▶ _Excerpted passage_:
— start —

Rega’s Brio-R: A To Brio
3rd December 2015
Rega’s venerable Brio amplifier has undergone major changes. Paul Rigby reviews the Brio-R
The problem with the Rega Brio, the original Brio, that is, was that it was almost too good. In the past, Rega had tried to change it, sometimes dramatically, but without success. The amplifier hit an almost unfathomable sweet spot that defied major change, “We always wanted to try to have the cheapest possible, high quality, simple amplifier that a starter person could have coupled with a turntable and a pair of speakers. The Brio has always filled that area,” said Rega owner and co-founder, Roy Gandy.
Over the years, the design has been the recipient of tweaks that have enhanced the basic, core design, “For the Brio 3, everyone loved the sound quality but it was getting to the point where a remote control was demanded. We were considering giving the Brio a refresh but we were faced with demands which boiled down to: retaining the sound quality and adding a remote control but without adding to the price.” A tough request. Adding a remote control option that would not impinge on sound quality was going to add £100 of anyone’s money onto a future Brio update. So Gandy looked towards the company’s new DAC for guidance and found it in that product’s small physical footprint, “We thought that people would want an amp to partner the new DAC. If that amp could be a Brio then we could halve the case size, shrinking the Brio into the smaller case via the utilisation of surface technology, thus saving the required cash to retain the price point.”

— end —

▶ _Data listing_:
— start —

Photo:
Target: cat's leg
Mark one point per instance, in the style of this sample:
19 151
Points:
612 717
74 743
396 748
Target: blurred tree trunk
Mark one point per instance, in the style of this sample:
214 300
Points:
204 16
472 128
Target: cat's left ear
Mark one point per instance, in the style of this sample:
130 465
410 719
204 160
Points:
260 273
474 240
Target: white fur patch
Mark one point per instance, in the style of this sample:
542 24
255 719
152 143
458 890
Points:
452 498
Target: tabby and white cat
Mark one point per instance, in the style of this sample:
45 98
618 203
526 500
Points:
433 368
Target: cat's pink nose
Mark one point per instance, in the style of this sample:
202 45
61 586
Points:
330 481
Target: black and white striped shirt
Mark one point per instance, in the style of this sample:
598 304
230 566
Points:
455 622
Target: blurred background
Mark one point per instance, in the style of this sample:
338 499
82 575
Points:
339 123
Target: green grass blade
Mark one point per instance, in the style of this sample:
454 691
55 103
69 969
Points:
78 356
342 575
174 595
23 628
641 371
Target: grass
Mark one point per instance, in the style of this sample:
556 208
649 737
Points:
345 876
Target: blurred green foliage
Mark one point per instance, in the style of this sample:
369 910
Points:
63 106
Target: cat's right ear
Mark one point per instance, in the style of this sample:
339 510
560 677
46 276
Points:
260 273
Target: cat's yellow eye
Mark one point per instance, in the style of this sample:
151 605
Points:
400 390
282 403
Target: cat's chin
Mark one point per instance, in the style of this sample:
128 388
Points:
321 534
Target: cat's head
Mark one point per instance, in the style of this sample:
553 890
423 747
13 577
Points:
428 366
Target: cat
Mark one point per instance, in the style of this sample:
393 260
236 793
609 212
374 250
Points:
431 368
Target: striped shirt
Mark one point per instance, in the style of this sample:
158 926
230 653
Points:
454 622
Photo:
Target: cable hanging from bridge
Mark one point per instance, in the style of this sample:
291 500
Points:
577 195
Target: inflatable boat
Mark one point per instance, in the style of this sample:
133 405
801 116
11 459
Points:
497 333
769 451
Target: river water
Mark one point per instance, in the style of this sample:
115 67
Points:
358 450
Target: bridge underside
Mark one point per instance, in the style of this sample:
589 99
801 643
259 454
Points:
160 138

— end —

▶ _Aim of the task_:
Reproduce, word for word, the passage of the Brio-R review from "Rega’s Brio-R: A" to "co-founder, Roy Gandy.".

▶ _Result for this exercise_:
Rega’s Brio-R: A To Brio
3rd December 2015
Rega’s venerable Brio amplifier has undergone major changes. Paul Rigby reviews the Brio-R
The problem with the Rega Brio, the original Brio, that is, was that it was almost too good. In the past, Rega had tried to change it, sometimes dramatically, but without success. The amplifier hit an almost unfathomable sweet spot that defied major change, “We always wanted to try to have the cheapest possible, high quality, simple amplifier that a starter person could have coupled with a turntable and a pair of speakers. The Brio has always filled that area,” said Rega owner and co-founder, Roy Gandy.